Lesetext:

━━━━━━━━

Nun wollte man das Gleiche, so hat dieser Offizier argumentiert, fortsetzen bei den Bosniern und bei den Albanern. Und dann kam für die Serben plötzlich die furchtbare Enttäuschung und das Unverständliche: Der Aufstand der öffentlichen Meinung im Westen gegen diese Vorgänge. Da hat er gesagt: „Wir haben von den Staatsgründern gelernt und jetzt das Gleiche getan wie damals Tito und die Seinen. Diese aber wurden im Westen von Königen und Staatsoberhäuptern empfangen und haben Orden erhalten. Und uns, die wir handeln wie die Helden unserer Schulbücher, uns verdammen die Westler." So wurde dort gedacht.

 

Der jungtürkische Ideologe Nazım Bey hatte einstmals geschrieben: „Es ist erforderlich, das armenische Volk vollständig auszurotten." – Dass er und seinesgleichen nicht Helden der türkischen Schulbücher bleiben, zumindest nicht aus europäischer Sicht, das wollen wir heute mit unserer Stimme klarstellen. – Danke schön. (Beifall bei der FPÖ.)

 

Vorsitzender GR Dr Wolfgang Ulm: Zu Wort gemeldet ist nun Frau GRin Mag Vassilakou.

 

GRin Mag Maria Vassilakou (Grüner Klub im Rathaus): Sehr geehrter Herr Vorsitzender! Verehrte Damen und Herren!

━━━━━━━━

Gespeicherte Daten:

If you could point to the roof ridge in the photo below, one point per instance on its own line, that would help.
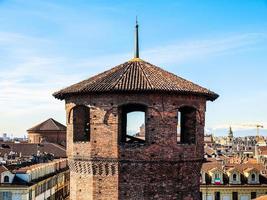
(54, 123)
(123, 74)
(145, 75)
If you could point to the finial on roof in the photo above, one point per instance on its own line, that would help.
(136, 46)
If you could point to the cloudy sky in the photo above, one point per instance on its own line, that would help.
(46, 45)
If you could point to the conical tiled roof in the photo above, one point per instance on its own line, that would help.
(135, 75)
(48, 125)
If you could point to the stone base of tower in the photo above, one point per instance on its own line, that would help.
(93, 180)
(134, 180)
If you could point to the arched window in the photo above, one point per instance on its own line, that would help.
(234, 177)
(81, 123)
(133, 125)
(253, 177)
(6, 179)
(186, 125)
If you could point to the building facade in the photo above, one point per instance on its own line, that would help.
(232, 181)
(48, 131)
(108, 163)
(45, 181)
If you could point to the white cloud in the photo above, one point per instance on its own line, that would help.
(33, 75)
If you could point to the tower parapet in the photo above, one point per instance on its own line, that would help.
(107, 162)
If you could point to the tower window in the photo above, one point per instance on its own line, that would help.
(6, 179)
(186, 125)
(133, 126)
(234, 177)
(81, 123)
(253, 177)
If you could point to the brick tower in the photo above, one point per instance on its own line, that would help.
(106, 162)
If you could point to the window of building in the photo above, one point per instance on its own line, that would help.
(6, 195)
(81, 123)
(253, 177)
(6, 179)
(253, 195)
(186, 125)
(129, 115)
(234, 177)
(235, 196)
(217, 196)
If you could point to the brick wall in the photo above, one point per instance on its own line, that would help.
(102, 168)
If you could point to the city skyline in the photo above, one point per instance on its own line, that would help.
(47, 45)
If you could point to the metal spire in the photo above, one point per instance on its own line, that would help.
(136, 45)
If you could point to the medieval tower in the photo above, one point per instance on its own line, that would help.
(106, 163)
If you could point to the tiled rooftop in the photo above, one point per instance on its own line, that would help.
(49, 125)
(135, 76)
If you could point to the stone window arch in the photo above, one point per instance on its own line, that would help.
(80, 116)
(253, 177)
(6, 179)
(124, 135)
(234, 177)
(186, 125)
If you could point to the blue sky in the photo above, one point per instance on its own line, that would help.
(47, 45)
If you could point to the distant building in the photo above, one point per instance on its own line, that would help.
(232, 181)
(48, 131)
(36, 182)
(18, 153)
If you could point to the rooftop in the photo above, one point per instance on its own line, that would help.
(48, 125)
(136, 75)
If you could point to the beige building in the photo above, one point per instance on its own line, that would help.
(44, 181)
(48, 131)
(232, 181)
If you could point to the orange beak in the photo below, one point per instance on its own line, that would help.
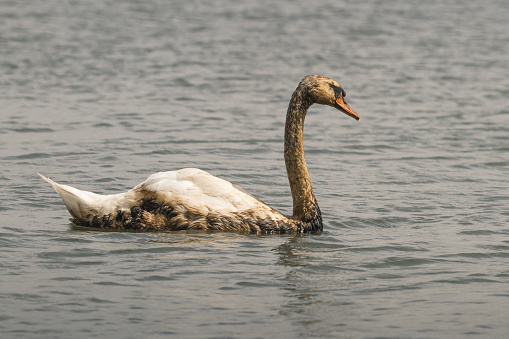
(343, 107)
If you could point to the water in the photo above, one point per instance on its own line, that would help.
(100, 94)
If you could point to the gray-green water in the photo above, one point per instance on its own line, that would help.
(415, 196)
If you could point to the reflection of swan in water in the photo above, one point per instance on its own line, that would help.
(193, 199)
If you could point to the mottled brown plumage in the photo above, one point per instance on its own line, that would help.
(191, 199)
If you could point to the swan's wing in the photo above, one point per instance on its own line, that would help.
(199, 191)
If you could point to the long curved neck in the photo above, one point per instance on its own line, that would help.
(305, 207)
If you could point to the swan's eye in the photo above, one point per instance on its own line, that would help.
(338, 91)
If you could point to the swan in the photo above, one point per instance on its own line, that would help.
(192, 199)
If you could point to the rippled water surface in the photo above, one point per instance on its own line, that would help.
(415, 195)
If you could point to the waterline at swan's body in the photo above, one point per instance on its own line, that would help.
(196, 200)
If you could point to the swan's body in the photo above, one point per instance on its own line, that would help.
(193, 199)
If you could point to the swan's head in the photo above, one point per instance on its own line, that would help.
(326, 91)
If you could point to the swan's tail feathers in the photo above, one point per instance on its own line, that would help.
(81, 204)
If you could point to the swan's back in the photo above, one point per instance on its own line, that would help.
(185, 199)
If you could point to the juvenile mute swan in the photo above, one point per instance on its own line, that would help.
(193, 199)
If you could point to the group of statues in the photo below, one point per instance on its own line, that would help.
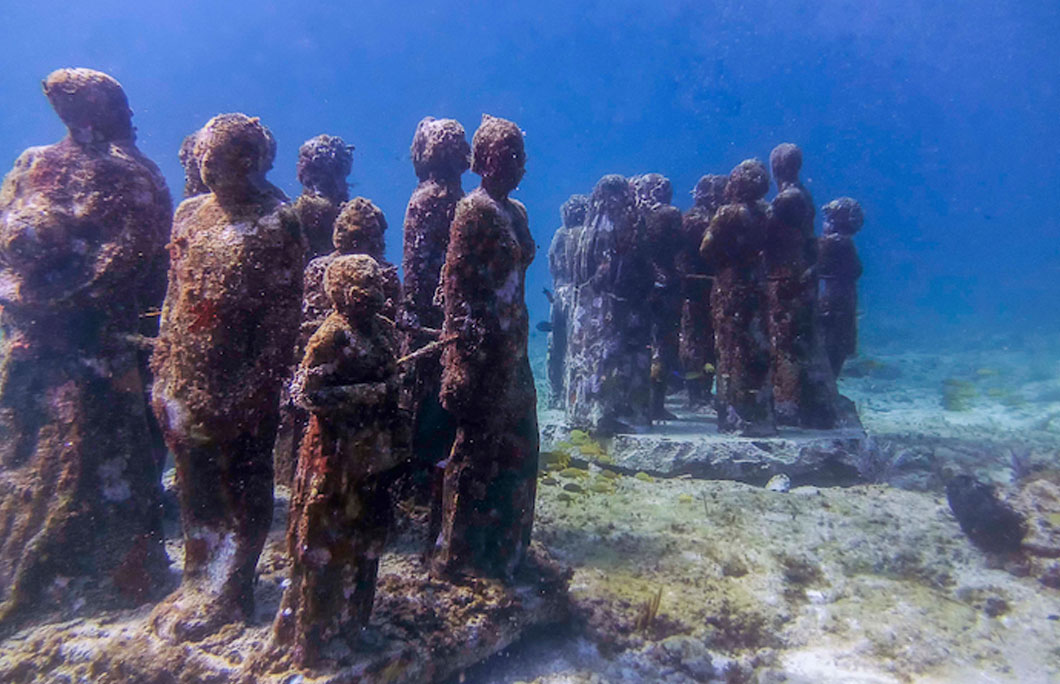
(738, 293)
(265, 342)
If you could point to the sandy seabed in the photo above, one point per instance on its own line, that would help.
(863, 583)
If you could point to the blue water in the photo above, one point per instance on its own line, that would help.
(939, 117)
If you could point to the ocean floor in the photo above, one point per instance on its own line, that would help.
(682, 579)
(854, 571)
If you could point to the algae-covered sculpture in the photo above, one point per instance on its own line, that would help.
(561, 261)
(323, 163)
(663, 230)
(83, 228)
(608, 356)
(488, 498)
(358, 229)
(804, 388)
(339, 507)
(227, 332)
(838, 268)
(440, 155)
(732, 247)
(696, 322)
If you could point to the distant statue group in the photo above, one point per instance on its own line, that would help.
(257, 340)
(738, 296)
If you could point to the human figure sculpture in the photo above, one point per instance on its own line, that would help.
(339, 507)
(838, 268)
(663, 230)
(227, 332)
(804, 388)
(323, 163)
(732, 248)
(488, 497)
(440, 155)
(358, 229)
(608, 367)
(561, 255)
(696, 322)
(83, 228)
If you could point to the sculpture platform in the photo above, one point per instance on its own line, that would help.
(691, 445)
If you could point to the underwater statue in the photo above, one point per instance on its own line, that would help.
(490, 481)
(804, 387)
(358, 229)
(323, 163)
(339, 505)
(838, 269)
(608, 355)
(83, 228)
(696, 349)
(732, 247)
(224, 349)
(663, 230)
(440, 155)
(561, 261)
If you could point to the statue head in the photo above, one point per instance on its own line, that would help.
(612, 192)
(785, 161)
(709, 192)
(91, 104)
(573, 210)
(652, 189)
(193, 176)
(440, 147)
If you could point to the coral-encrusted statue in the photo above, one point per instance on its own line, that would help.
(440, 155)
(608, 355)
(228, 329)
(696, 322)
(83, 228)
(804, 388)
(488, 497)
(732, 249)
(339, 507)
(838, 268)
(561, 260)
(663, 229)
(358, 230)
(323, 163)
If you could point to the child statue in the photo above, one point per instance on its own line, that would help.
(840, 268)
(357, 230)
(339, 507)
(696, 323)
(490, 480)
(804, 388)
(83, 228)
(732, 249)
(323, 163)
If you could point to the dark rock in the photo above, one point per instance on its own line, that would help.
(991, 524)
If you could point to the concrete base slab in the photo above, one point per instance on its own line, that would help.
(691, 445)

━━━━━━━━

Erforderliche Schritte:
1. Geben Sie den Abschnitt des Lesetextes, der mit den Worten „Der jungtürkische Ideologe“ beginnt und mit „GRin Mag Vassilakou.“ endet, erneut wieder und ändern Sie ihn dabei so, dass „Ideologe“ durch „Publizist“ ersetzt ist.
2. Prüfen Sie, ob die folgenden Aussagen mit dem Lesetext übereinstimmen, und antworten Sie jeweils mit Ja oder Nein samt den entscheidenden Worten aus dem Lesetext. (a) Nazım Bey wird als jungtürkischer Ideologe bezeichnet. (b) Maria Vassilakou spricht für die FPÖ. (c) Laut dem Offizier wurden Tito und die Seinen im Westen von Königen empfangen.
3. Setzen Sie die Gemeinderatsdebatte im Lesetext nach dem letzten gezeigten Satz fort.
Die Auflistung ist eigenständiges Material und gehört nicht zum Lesetext.

Lösungen zur Übung:
1.
Der jungtürkische Publizist Nazım Bey hatte einstmals geschrieben: „Es ist erforderlich, das armenische Volk vollständig auszurotten." – Dass er und seinesgleichen nicht Helden der türkischen Schulbücher bleiben, zumindest nicht aus europäischer Sicht, das wollen wir heute mit unserer Stimme klarstellen. – Danke schön. (Beifall bei der FPÖ.)

 

Vorsitzender GR Dr Wolfgang Ulm: Zu Wort gemeldet ist nun Frau GRin Mag Vassilakou.

2.
(a) Ja: „Der jungtürkische Ideologe Nazım Bey“
(b) Nein: „GRin Mag Maria Vassilakou (Grüner Klub im Rathaus)“
(c) Ja: „Diese aber wurden im Westen von Königen und Staatsoberhäuptern empfangen“

3.
Ich hatte ursprünglich vor, mich streichen zu lassen, denn die Ausführungen meiner Fraktionskollegin Alev Korun kann ich vollends teilen, und somit wäre meine Wortmeldung an dieser Stelle überflüssig gewesen. Nichtsdestotrotz musste ich mich nun doch zu Wort melden, nachdem Sie, Herr GR Strache, eine Aussage getätigt haben, die ich als ehrenrührig einstufe, darüber hinaus empörend und lächerlich, aber allem voran ehrenrührig. Denn wenn Sie sagen, dass den Mitgliedern der Präsidiale der Mord an über einer Millionen Menschen egal war, er hatte für sie keine Wertigkeit, dann empfinde ich es als beleidigend. Ich sitze in dieser Präsidiale, und ich empfinde es, wie gesagt, in der Tat als ehrenrührig. Ich erwarte daher eine Entschuldigung von Ihnen. Nicht, dass ich sie bekommen werde, aber ich erwarte sie. (Beifall bei den GRÜNEN, der SPÖ und der ÖVP.)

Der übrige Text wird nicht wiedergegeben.